— WHAT IS NEEDED —
What to return is the tail of the data, from the line that contains "rough mask: <svg" down to the last line, copied exactly.

Segment Start: RECORDS PROVIDED

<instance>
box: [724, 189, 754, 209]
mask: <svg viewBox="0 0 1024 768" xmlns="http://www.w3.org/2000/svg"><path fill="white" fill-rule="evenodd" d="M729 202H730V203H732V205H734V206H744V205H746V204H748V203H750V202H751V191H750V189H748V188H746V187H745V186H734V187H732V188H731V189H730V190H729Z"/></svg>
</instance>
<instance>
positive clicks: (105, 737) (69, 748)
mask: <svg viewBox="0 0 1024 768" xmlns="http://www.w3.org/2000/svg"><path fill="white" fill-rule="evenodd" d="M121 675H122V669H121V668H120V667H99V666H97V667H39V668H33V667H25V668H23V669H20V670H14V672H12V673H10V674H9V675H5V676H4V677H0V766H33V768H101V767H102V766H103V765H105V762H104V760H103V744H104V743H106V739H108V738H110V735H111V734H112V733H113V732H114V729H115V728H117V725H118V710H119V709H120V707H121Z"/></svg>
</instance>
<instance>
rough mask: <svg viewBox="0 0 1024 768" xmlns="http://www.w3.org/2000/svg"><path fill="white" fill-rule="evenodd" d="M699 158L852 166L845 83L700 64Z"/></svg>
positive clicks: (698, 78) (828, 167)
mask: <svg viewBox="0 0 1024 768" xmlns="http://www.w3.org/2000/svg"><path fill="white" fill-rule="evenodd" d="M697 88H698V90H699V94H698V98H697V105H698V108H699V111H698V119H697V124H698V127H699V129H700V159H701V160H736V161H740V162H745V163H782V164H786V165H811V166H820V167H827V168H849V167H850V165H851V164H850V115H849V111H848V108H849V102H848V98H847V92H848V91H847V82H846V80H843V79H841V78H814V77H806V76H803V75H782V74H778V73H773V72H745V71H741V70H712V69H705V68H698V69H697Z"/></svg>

Segment End: RECORDS PROVIDED

— OUTPUT FOR THIS TASK —
rough mask: <svg viewBox="0 0 1024 768" xmlns="http://www.w3.org/2000/svg"><path fill="white" fill-rule="evenodd" d="M699 158L852 166L845 83L700 64Z"/></svg>
positive clicks: (698, 78) (828, 167)
mask: <svg viewBox="0 0 1024 768" xmlns="http://www.w3.org/2000/svg"><path fill="white" fill-rule="evenodd" d="M697 88H698V90H699V94H698V98H697V105H698V108H699V111H698V119H697V124H698V127H699V129H700V159H701V160H736V161H740V162H745V163H782V164H786V165H811V166H820V167H827V168H849V167H850V165H851V164H850V115H849V111H848V108H849V102H848V98H847V92H848V91H847V82H846V80H843V79H841V78H814V77H806V76H803V75H782V74H778V73H773V72H745V71H741V70H712V69H705V68H698V69H697Z"/></svg>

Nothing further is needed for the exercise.